=== Records to use ===
** begin **

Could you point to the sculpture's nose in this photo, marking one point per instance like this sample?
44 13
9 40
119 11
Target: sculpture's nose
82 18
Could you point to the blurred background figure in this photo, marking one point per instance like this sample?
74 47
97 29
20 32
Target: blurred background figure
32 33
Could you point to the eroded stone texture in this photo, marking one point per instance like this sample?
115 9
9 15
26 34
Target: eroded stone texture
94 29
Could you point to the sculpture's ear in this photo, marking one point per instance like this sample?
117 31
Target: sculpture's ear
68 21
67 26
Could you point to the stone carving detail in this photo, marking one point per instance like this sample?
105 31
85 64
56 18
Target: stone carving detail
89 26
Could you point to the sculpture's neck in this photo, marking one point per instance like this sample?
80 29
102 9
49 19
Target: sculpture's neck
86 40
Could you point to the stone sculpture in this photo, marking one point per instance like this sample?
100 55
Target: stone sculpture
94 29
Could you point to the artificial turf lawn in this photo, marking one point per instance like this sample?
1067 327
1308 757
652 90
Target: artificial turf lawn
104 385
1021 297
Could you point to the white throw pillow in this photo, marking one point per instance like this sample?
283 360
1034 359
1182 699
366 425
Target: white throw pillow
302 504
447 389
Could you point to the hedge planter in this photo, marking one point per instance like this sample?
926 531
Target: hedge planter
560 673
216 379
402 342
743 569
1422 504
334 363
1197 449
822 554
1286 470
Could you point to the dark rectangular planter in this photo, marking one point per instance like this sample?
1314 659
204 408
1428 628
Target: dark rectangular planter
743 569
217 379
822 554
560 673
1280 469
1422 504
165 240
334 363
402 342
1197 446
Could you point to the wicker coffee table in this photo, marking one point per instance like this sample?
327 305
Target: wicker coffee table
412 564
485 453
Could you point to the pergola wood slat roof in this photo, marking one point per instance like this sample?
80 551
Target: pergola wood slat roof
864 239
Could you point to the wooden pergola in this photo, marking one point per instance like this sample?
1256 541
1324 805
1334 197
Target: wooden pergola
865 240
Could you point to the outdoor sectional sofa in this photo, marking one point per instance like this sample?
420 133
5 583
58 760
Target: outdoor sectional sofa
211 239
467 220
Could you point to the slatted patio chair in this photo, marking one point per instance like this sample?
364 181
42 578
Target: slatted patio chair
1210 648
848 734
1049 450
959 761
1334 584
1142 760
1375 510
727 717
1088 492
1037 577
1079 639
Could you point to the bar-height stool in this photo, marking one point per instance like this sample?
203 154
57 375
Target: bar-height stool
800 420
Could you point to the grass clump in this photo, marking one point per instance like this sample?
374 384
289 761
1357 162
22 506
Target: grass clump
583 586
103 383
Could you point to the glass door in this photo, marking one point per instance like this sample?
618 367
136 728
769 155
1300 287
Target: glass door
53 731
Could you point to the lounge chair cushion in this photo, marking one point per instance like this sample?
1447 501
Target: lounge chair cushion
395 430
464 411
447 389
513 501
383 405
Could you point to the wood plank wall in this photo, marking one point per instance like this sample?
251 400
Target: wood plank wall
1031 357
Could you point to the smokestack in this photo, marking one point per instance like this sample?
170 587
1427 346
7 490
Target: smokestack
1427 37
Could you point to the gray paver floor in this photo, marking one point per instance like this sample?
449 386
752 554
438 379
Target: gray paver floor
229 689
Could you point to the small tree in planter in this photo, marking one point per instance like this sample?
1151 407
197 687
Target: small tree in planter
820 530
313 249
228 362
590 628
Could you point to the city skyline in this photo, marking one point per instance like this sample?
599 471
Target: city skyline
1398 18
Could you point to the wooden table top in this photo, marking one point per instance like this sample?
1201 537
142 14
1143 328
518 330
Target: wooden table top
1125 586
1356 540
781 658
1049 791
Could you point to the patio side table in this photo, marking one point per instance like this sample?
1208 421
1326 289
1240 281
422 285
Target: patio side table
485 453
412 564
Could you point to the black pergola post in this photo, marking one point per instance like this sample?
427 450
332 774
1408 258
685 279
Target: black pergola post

** end **

=== Task prompt ===
Copy out all of the lines above exactly.

=== The output ===
Could you point to the sculpture's nose in this photo, marking one point per instance like this sample?
44 13
9 40
119 11
Target: sculpture's nose
82 18
Could you point to the blurred background figure in this photo, marking one point per instance like this sample?
74 47
97 29
20 32
Target: blurred background figure
32 33
Could you point to the eroded stone texture in this photo, marking one point per instance like this sample?
115 9
9 15
26 34
Target: eroded stone texture
94 29
Could you point to the sculpture's ear in this photo, marking one point per instance like this sample?
117 31
Target: sculpture's ear
68 21
67 26
Could you point to the stone carving detail in this photo, marking one point per instance like this sample?
105 31
85 64
56 18
Target: stone carving detail
89 26
Could you point to the sculpture's neck in this photo, marking one point per instance like this sample?
80 29
102 9
49 19
Target: sculpture's neck
86 40
Could you point to the stone sculpture in this photo, marking one point per instance like this sample?
100 55
Target: stone sculpture
94 29
Could you point to the artificial turf lawn in this photo, marking one point per instance like this sample?
1067 327
1308 757
652 90
Target: artificial turf lawn
104 385
1021 297
Could you point to the white throw pillow in this photo, marking one point per instance like this sample?
283 360
1034 359
1182 699
366 425
Target: white throw pillow
302 504
447 389
Could you point to the hedge planter in this photo, marking one point per instance like this sample?
926 531
Target: hedge planter
560 673
216 379
402 342
743 569
1422 504
334 363
1197 449
822 554
1286 470
Could you point to the dark rectangular planter in this photo, marking one point per instance like this sample?
1314 659
204 408
1428 628
Target: dark rectangular planter
743 569
217 379
822 554
560 673
1280 469
1422 504
165 240
334 363
402 342
1197 446
Could you point to the wicker coffee table in this photo, marking one point per instance like this sample?
327 305
Target: wicker coffee table
412 564
485 453
Could you point to the pergola wood slat roof in this photo, marking one point per instance like this sample?
80 551
Target: pergola wood slat roof
864 239
Could you point to the wooden pergola in this photo, marking one point per instance like this sample?
1256 541
1324 805
1334 197
Target: wooden pergola
865 240
Could you point to the outdoor sectional sofa in this photo, marking one point per instance like this sample?
420 133
5 583
58 760
Target: outdoor sectional sofa
211 239
467 220
Could you point to the slatted patio chair in this photo, marking one point per instance like this sample?
364 181
42 578
Target: slatted patio chair
1210 648
848 734
1049 450
959 761
1334 584
1142 760
1375 510
727 717
1088 492
1037 577
1079 639
Could you point to the bar-height stool in this photo, marking one point per instance like this sample?
203 154
57 375
Target: bar-height stool
800 420
Could you point to the grass clump in this photo, marking one point per instance like this sample?
374 384
289 761
1357 162
22 506
Target: grass clump
583 586
103 383
Could you point to the glass door in this photo, marking one point per instance like this sample?
618 367
136 728
769 155
1300 287
Target: glass door
53 731
Could you point to the lounge chair cushion in this photo, marking one point per instance like this sample?
1447 501
Target: lounge chair cushion
395 430
464 411
447 389
513 501
383 405
Could you point to the wood plank wall in this photo, marking one point per instance like this sample?
251 400
Target: wood plank wall
1031 357
Could you point to the smokestack in this photo, marking one point per instance like this sample?
170 587
1427 346
7 490
Target: smokestack
1427 37
Could you point to the gray paver floor in this photo, marking one point per instance like this sample?
449 386
752 554
438 379
Target: gray paver floor
229 689
Could you point to the small tree in planter in this photo, marking one point per instance like this sample?
1151 407
197 687
Target: small tree in planter
820 530
313 249
228 362
590 628
Could you point to the city skyline in this photo, marking one point per instance like this sample?
599 471
Target: city skyline
1398 18
Could you point to the wooden table top in this photo, marking one point per instance like this sample?
1201 537
142 14
1143 328
518 330
Target: wooden table top
1125 586
1356 540
781 658
1049 791
Could you point to the patio side table in this photo, marking one point per instance like this sample?
1208 421
1326 289
1240 281
422 285
Target: patio side table
485 453
412 564
Could you point to the black pergola post in this photo, marking one point per instance like this sample?
427 450
332 774
1408 258
685 279
Target: black pergola post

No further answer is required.